§ **AIM**
Convert the entries below into a two-column CSV with the headers instruction and points, giving one row to each line of text together with all the points listed under it. Put each field in double quotes, replace line breaks inside a field with spaces, and leave the pictures out.

§ **DATA SHOWN**
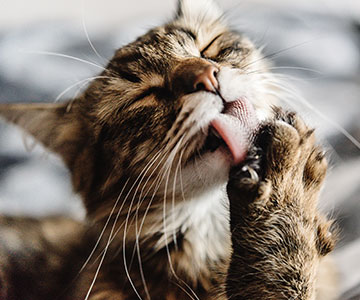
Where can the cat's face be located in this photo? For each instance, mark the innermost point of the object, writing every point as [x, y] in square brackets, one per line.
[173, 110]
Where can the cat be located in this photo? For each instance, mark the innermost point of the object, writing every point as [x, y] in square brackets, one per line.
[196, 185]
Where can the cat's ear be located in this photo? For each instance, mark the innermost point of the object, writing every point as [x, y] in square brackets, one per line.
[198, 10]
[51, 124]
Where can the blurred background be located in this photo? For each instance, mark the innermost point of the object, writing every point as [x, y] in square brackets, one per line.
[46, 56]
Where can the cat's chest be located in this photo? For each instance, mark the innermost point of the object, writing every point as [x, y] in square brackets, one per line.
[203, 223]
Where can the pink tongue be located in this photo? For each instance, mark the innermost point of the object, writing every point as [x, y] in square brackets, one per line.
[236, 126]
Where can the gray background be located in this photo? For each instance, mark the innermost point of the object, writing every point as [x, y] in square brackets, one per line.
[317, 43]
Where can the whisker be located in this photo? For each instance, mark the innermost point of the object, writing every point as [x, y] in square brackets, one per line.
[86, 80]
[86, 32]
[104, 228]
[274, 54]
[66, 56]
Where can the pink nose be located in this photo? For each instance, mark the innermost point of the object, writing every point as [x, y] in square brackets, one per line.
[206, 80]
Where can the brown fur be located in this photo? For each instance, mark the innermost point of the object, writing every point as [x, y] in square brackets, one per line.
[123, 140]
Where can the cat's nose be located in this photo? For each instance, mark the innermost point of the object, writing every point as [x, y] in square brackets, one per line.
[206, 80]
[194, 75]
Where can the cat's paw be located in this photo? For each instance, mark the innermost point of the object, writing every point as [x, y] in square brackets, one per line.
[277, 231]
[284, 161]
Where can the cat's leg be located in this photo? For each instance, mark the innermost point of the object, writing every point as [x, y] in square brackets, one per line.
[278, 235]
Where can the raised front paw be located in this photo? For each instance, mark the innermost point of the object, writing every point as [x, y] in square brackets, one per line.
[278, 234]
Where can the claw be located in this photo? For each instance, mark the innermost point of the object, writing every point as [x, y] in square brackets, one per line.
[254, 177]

§ **RESULT OF THIS EXERCISE**
instruction,points
"Where can the cat's face be located in this photo? For each instance, mark the innermost point of the object, writing every point as [x, y] in square brackets, one per line.","[173, 110]"
"Where can the cat be located in this photo? For each instance, mark the innermost point of the object, writing every point as [x, y] in square brackets, one per line.","[196, 185]"
"Where can the cat's ear be located in this photo? For each instance, mark the innermost point of the object, writing every point as [x, y] in square brackets, one per line.","[198, 10] [51, 124]"
"Where can the blurred background be located in this photo? For each instance, mark the innermost point of the object, writing every point as [x, y] in square brackets, one per line.","[46, 56]"
"Where can the cat's chest be located in this photo? For each instance, mark the innermost point of the object, writing every point as [x, y] in square brackets, one per line.","[203, 223]"
"Where can the pink tongue be located in this photo? For each instance, mark the innermost point of the object, writing every point as [x, y] in square brackets, one per line.","[236, 126]"
"Where can the gray background be located in this photo? For each instance, mark the innermost point of the object, writing every point as [x, y] in square brackets, one per line.","[317, 43]"
"Where can the whisker be located in this photo? For each instance, mark the innermost point of the object, writing every point as [x, y] in square brackets, one per line.","[86, 80] [86, 32] [104, 228] [274, 54] [66, 56]"
"Where can the pink nose be located in this photo? For each instance, mark the innermost point of the object, writing every point as [x, y] in square brackets, one per line.","[206, 80]"
"Where can the brown fur be located in this photo? For each instance, mark the innermost point of the object, writing every point as [x, y] in square brackets, one per line.","[123, 140]"
"Where can the cat's nose be located in this photo? For each instance, mark the innermost point of the object, writing every point as [x, y] in square brackets, one per line.","[206, 80] [194, 75]"
"Where can the cat's paw be located in this photo? For each instance, mark the innermost point of the object, writing every point as [x, y] in square brackets, one per line.","[277, 231] [284, 161]"
"Where can the cat's leg be located in this photo? For each instance, mark the innermost point of the object, writing every point as [x, y] in square brackets, one per line.","[278, 235]"
"Where can the raised front paw be located in this photo? For each instance, mark the innermost point of the object, writing every point as [x, y] in square brackets, one per line.","[278, 234]"
"Where can the claw be located in this photo? For each instance, mark the innermost point of the object, writing every point as [x, y] in square brackets, one per line.","[254, 177]"